┌─ SELECTED TEXT

By ANGELA RUCKER
Courier-Post Staff
They meet by chance. Fall in love. Get married. Then one gives a kidney to the other just in time for Valentine' s Day.
"In my heart, I knew I was the one to give him my kidney," said Rita Weber, who met her husband, Cherry Hill lawyer Andy Weber, in Washington seven years ago at a birthday party for former D.C. Mayor Marion Barry.
Rita, who grew up in Stratford, and Andy, who grew up in Glassboro, made a love match. But, as far as kidneys go, they were completely incompatible.
That's is where Dr. Lloyd Ratner, a pioneer of incompatible transplants in the United States, stepped in - providing a medical assist to the adage that love conquers all.
Kidney transplants between donors with incompatible blood types or antibodies was considered impossible decades ago. But that is not the case today, said Ratner, who performed such a surgery on the Webers last Tuesday. Both are recovering.
"The chances are that we may be able to increase live kidney donations by about 35 percent, which would make a big impact on the number of organs available," said Ratner, director of transplantation at Thomas Jefferson University Hospital in Philadelphia. "There are a lot of people who are out there waiting for donors."
The procedure has been done successfully in Japan for more than a decade and is slowly picking up steam in the United States. Right now, though, there are just three places where people can find a trained physician: Jefferson, The Johns Hopkins Hospital and the Mayo Clinic.

└─
┌─ RECORDS PROVIDED

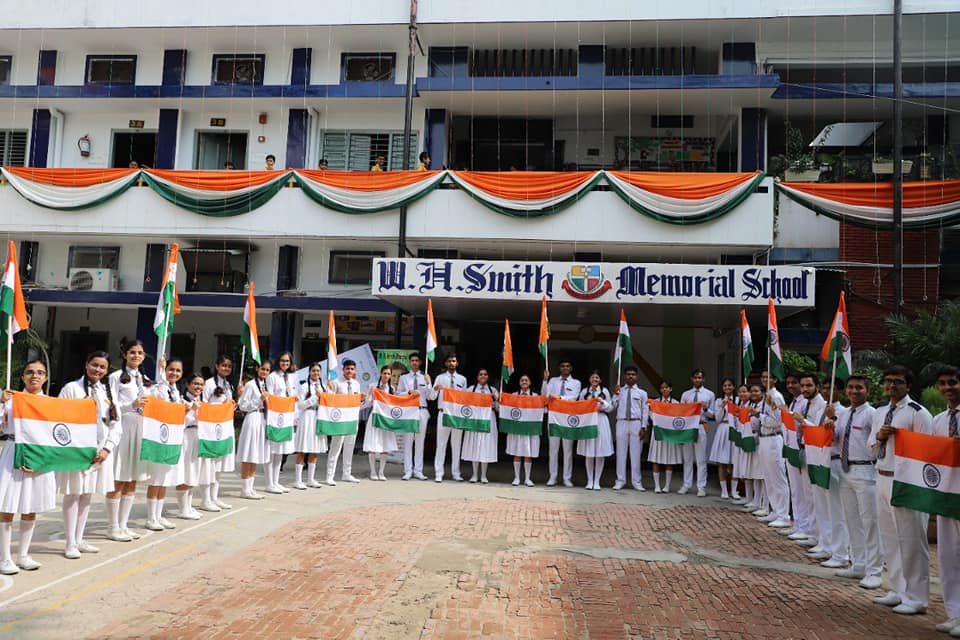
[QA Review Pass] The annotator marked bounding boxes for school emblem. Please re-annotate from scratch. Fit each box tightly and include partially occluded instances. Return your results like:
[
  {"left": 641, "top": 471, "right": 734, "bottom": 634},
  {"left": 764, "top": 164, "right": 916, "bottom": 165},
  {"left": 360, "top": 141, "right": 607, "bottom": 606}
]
[
  {"left": 562, "top": 264, "right": 611, "bottom": 300},
  {"left": 53, "top": 422, "right": 73, "bottom": 447}
]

└─

PROBLEM DETAILS => Can you transcribe the kidney transplant article from "Kidney transplants between" to "the Mayo Clinic." word for word?

SOLUTION TO THIS PROBLEM =>
Kidney transplants between donors with incompatible blood types or antibodies was considered impossible decades ago. But that is not the case today, said Ratner, who performed such a surgery on the Webers last Tuesday. Both are recovering.
"The chances are that we may be able to increase live kidney donations by about 35 percent, which would make a big impact on the number of organs available," said Ratner, director of transplantation at Thomas Jefferson University Hospital in Philadelphia. "There are a lot of people who are out there waiting for donors."
The procedure has been done successfully in Japan for more than a decade and is slowly picking up steam in the United States. Right now, though, there are just three places where people can find a trained physician: Jefferson, The Johns Hopkins Hospital and the Mayo Clinic.